**What you will do:**
Extract every line from the rows below that contains the string "river". Matching is case-sensitive.

Data records:
---*---

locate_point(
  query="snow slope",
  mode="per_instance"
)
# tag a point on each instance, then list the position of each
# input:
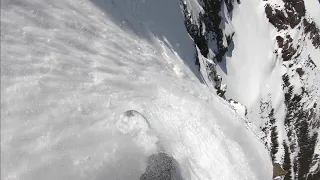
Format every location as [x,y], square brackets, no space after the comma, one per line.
[70,69]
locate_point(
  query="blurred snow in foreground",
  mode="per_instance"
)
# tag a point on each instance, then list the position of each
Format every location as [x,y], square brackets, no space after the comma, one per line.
[70,69]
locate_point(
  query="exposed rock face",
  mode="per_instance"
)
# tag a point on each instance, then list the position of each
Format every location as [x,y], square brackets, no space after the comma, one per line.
[302,113]
[161,167]
[207,30]
[296,149]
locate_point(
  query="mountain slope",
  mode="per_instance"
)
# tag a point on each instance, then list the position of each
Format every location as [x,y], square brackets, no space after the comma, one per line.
[267,53]
[71,70]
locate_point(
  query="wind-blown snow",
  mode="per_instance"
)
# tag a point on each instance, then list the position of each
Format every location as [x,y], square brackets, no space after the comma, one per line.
[313,8]
[251,63]
[70,69]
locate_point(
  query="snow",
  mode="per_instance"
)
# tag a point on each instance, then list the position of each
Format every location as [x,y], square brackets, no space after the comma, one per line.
[71,69]
[251,63]
[313,8]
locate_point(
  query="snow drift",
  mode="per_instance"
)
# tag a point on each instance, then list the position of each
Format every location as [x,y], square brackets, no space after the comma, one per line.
[71,69]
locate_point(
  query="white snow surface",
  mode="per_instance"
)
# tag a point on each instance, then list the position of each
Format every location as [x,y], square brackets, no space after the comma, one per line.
[313,8]
[70,69]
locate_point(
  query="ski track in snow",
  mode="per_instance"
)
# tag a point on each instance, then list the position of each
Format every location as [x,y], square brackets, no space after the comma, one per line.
[69,69]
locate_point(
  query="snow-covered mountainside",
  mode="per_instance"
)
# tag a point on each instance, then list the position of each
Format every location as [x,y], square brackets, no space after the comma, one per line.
[266,56]
[109,89]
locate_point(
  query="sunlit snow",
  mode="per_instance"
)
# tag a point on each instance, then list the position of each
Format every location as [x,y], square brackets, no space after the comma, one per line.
[71,69]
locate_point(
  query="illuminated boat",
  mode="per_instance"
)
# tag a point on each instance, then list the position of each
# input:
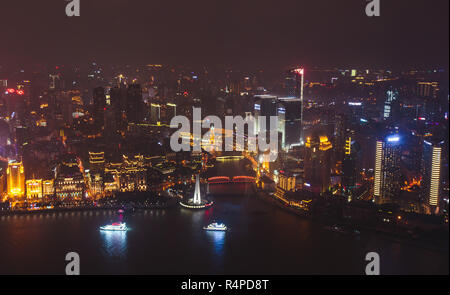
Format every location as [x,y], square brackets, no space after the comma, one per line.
[216,226]
[116,226]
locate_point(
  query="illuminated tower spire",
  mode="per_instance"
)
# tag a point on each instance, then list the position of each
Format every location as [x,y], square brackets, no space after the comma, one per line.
[197,198]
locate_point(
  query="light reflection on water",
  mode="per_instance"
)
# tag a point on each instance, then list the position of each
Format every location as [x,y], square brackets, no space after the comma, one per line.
[114,243]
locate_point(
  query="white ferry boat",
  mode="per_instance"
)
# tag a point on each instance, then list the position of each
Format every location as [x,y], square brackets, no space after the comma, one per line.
[216,226]
[116,226]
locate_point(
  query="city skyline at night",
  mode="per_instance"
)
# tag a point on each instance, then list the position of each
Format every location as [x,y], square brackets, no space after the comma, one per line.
[238,138]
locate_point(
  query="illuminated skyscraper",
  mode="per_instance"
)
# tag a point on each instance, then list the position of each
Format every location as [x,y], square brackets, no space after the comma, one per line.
[431,172]
[34,189]
[317,163]
[387,169]
[391,97]
[16,180]
[97,161]
[134,104]
[155,113]
[99,107]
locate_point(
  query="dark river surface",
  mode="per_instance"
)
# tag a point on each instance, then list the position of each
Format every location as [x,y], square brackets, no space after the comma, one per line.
[262,239]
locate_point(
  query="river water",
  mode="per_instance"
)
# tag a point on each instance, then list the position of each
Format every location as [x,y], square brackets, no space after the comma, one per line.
[262,239]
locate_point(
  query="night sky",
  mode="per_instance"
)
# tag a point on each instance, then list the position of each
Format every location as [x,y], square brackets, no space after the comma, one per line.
[234,32]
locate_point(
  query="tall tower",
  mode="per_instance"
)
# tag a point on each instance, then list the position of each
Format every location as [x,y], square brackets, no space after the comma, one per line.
[387,169]
[431,172]
[15,180]
[197,197]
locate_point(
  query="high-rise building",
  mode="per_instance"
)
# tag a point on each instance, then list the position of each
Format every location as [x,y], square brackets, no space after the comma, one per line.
[48,188]
[155,113]
[99,99]
[34,189]
[317,163]
[387,180]
[267,106]
[431,172]
[427,89]
[97,161]
[391,99]
[350,163]
[134,104]
[15,181]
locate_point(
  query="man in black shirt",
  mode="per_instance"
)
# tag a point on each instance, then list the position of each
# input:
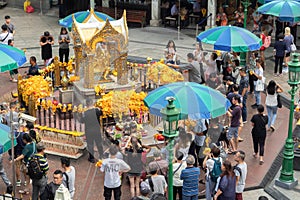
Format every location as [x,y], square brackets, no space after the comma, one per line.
[93,130]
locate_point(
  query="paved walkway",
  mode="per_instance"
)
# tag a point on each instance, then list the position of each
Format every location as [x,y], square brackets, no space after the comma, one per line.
[149,41]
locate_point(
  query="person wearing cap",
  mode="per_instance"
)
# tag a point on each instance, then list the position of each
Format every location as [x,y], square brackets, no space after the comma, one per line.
[5,35]
[144,190]
[46,42]
[160,163]
[38,185]
[190,176]
[10,27]
[243,91]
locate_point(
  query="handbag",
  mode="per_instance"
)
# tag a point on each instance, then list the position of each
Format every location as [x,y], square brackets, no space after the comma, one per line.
[279,104]
[260,86]
[293,47]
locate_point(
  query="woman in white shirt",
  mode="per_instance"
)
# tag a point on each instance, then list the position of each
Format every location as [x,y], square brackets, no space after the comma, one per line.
[271,103]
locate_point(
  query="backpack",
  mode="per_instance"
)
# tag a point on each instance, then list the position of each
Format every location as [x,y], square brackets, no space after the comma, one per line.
[216,171]
[267,41]
[67,180]
[34,168]
[237,168]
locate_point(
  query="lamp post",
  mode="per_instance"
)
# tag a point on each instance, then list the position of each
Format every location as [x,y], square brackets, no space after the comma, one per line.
[170,116]
[286,178]
[246,4]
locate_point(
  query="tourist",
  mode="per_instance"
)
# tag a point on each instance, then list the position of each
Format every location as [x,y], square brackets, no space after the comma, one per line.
[69,175]
[240,171]
[5,35]
[235,114]
[178,166]
[28,151]
[93,130]
[210,160]
[46,42]
[157,183]
[226,189]
[113,168]
[50,189]
[160,163]
[170,52]
[259,74]
[279,51]
[211,65]
[190,176]
[3,173]
[33,68]
[13,72]
[183,144]
[10,27]
[63,40]
[198,55]
[193,67]
[133,151]
[288,40]
[243,91]
[263,35]
[273,90]
[259,132]
[38,185]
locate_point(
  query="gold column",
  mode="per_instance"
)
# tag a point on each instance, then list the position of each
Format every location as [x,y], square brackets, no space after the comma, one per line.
[122,69]
[89,72]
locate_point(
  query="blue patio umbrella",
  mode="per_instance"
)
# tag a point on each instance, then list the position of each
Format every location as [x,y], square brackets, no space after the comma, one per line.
[11,58]
[5,139]
[83,16]
[285,10]
[230,38]
[195,101]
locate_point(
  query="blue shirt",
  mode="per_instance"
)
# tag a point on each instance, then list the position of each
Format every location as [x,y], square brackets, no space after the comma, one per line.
[190,177]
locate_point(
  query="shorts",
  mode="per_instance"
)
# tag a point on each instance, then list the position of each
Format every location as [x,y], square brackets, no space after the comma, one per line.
[232,132]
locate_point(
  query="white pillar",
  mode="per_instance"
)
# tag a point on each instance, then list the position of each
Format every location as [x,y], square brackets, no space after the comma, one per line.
[155,13]
[211,8]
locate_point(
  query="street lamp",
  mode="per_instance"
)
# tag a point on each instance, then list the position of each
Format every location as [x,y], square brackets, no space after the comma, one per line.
[246,4]
[170,116]
[286,178]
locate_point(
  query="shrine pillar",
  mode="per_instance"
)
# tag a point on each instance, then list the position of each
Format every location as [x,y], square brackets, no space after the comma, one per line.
[121,63]
[89,72]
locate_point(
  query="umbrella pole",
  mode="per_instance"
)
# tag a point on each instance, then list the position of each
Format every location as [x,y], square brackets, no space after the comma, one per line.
[178,32]
[12,151]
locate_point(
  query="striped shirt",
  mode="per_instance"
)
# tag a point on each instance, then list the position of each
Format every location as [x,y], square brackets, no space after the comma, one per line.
[190,177]
[43,162]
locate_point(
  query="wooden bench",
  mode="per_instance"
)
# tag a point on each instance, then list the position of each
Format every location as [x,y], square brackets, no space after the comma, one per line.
[170,19]
[136,16]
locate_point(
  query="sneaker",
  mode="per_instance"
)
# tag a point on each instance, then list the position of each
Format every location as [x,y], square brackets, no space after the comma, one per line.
[18,183]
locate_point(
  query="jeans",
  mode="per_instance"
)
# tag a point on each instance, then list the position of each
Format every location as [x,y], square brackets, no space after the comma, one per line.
[272,114]
[244,108]
[177,190]
[195,197]
[257,97]
[62,53]
[108,192]
[3,174]
[278,61]
[259,141]
[38,187]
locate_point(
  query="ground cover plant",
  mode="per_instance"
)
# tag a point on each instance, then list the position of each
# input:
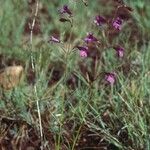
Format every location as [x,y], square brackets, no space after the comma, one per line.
[74,74]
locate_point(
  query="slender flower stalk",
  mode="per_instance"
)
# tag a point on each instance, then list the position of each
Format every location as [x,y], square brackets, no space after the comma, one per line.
[117,23]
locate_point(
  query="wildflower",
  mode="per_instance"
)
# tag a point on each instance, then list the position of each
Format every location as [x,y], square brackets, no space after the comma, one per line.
[54,39]
[110,78]
[120,51]
[99,20]
[65,9]
[117,24]
[90,38]
[83,50]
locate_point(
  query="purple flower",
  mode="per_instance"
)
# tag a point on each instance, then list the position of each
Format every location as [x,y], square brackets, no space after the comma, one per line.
[83,50]
[99,20]
[110,78]
[117,24]
[120,51]
[65,9]
[54,39]
[90,38]
[83,53]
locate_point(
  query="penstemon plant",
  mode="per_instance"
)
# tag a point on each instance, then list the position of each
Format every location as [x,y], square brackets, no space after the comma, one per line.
[113,25]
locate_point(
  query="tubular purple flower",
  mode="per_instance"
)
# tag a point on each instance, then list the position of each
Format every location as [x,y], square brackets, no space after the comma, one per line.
[54,39]
[117,24]
[83,50]
[120,51]
[110,78]
[90,38]
[99,20]
[65,9]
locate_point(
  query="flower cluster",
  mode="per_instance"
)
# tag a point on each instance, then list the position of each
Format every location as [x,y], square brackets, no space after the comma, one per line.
[116,24]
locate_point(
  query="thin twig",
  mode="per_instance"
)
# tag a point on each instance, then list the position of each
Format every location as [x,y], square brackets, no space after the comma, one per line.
[33,67]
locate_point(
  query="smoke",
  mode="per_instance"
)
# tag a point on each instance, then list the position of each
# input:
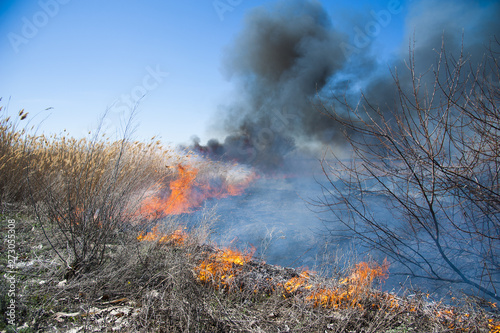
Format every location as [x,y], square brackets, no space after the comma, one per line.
[288,54]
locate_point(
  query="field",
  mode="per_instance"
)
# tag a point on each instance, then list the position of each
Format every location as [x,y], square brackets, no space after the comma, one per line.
[95,241]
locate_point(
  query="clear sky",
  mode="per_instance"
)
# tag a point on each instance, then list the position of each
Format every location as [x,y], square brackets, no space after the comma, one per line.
[80,58]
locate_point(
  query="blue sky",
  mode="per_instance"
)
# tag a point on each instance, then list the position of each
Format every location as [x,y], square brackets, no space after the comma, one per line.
[82,57]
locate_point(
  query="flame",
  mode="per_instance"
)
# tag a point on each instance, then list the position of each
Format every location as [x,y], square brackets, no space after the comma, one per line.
[221,267]
[178,237]
[188,192]
[350,291]
[295,283]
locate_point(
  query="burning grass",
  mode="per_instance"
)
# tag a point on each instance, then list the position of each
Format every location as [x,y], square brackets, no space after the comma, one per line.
[88,193]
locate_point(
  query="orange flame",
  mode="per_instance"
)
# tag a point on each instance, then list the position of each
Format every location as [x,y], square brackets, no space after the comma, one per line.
[188,193]
[221,267]
[350,291]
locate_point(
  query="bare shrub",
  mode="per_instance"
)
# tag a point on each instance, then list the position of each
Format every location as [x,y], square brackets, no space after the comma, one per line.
[86,192]
[432,163]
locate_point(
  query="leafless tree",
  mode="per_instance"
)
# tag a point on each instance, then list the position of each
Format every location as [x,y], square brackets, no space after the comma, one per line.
[432,161]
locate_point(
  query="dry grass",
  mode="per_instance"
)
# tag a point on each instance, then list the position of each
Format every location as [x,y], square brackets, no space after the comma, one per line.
[90,261]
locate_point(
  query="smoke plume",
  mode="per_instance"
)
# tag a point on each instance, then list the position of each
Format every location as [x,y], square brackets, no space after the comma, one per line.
[288,54]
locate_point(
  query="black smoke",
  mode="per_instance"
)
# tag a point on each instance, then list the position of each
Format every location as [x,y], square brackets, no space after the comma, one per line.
[289,54]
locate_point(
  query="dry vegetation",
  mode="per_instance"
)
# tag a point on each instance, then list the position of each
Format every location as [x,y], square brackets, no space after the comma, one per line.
[90,261]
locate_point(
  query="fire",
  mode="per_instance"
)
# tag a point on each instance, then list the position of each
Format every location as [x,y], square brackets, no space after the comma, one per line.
[178,237]
[189,191]
[221,267]
[350,291]
[297,282]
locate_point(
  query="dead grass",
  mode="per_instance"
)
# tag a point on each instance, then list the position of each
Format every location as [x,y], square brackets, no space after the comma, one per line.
[90,261]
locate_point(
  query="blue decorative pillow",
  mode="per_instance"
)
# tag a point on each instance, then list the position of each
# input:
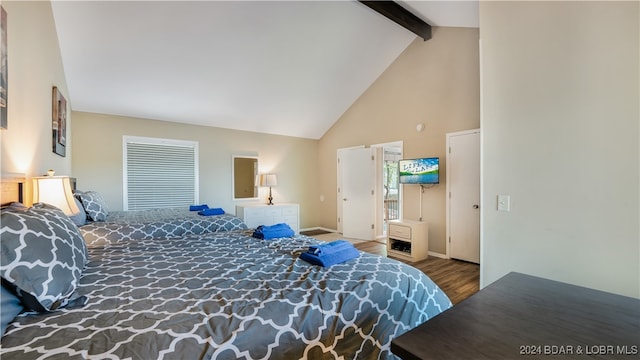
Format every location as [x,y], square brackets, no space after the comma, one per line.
[11,307]
[42,255]
[94,205]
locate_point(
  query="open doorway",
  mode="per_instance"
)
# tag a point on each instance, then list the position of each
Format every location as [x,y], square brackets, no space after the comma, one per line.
[390,187]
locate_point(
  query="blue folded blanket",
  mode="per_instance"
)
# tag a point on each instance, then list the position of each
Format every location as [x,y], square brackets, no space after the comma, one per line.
[268,232]
[198,207]
[212,211]
[331,253]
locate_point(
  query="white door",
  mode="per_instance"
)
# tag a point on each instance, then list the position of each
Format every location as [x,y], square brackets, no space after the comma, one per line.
[463,187]
[358,192]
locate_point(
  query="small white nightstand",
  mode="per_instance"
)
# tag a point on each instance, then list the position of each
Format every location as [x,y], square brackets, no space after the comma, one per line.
[408,240]
[255,215]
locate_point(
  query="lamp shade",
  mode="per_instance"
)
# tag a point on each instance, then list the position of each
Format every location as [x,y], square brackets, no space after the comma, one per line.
[56,191]
[268,180]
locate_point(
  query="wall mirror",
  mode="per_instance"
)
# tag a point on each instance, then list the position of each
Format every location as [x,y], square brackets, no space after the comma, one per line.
[243,171]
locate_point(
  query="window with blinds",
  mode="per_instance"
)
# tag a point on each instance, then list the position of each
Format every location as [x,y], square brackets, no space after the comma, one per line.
[159,173]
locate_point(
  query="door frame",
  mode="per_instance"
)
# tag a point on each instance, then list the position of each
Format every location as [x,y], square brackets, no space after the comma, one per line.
[379,231]
[339,185]
[448,190]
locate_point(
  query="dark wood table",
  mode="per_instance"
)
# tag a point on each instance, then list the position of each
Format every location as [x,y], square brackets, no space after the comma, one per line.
[526,317]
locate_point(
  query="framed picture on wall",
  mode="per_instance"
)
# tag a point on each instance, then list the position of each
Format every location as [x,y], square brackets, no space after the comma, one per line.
[4,69]
[59,116]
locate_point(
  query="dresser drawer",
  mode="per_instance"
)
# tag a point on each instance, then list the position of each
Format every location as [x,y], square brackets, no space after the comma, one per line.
[399,231]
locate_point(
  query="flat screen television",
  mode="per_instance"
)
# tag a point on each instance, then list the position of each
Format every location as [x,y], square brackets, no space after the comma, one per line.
[419,171]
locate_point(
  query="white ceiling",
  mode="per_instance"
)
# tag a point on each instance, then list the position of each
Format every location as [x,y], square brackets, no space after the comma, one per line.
[280,67]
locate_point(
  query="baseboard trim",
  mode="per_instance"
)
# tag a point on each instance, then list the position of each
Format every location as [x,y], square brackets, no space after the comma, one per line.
[439,255]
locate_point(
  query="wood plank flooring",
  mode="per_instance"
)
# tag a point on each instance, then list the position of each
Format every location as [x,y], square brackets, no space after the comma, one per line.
[458,279]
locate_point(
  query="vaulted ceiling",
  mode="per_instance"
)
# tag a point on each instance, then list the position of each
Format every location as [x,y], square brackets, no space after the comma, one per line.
[280,67]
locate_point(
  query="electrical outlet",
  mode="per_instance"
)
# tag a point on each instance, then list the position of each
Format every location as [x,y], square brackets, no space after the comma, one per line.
[504,203]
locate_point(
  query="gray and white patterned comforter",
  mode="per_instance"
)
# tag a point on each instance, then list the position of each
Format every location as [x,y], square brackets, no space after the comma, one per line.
[167,223]
[229,296]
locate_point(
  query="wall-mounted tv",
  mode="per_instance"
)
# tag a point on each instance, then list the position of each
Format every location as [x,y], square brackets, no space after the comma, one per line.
[419,171]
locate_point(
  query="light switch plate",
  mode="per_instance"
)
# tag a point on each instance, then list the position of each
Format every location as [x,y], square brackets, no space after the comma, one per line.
[504,203]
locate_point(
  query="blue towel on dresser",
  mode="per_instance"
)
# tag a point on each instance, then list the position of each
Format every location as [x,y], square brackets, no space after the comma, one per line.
[331,253]
[212,211]
[198,207]
[268,232]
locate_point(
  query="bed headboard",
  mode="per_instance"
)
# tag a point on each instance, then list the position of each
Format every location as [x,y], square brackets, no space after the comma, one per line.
[12,188]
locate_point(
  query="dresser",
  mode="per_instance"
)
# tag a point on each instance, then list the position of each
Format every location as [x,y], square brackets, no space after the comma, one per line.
[255,215]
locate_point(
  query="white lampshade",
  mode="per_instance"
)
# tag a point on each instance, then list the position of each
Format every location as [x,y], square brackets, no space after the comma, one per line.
[268,180]
[56,191]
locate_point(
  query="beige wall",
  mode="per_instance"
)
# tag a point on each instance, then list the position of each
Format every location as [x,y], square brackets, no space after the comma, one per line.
[434,82]
[97,160]
[35,66]
[560,134]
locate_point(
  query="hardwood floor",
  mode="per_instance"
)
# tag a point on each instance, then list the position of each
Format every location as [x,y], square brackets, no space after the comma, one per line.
[458,279]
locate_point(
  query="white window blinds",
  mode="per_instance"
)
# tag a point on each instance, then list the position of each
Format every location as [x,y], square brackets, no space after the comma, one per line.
[159,173]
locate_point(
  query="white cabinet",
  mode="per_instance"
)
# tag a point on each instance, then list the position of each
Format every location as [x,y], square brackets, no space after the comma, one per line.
[255,215]
[408,240]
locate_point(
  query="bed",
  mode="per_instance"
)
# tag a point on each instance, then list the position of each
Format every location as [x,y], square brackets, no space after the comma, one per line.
[99,226]
[166,223]
[221,295]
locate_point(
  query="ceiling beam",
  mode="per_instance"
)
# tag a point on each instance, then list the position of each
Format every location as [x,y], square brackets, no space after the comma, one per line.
[401,16]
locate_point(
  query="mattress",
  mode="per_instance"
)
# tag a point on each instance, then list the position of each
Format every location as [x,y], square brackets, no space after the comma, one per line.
[163,223]
[227,295]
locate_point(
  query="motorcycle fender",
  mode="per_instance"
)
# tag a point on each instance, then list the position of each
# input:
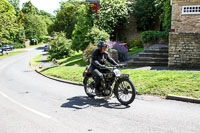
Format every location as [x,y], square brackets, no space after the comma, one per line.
[86,74]
[118,81]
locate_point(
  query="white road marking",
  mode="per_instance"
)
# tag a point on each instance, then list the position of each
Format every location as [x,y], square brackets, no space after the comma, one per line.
[27,108]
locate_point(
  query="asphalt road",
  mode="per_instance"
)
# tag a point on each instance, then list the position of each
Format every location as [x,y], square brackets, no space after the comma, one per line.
[31,103]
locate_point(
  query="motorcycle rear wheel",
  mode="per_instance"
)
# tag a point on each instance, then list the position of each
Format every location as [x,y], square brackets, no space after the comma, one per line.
[89,86]
[125,91]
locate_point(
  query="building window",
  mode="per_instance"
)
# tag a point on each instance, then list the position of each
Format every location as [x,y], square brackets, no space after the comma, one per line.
[191,9]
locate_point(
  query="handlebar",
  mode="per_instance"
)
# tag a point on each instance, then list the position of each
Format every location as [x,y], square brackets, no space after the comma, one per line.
[114,66]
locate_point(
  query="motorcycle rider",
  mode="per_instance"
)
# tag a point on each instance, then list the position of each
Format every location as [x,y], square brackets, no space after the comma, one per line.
[97,66]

---*---

**Solution for this task:**
  query="dark river surface",
  query="river water",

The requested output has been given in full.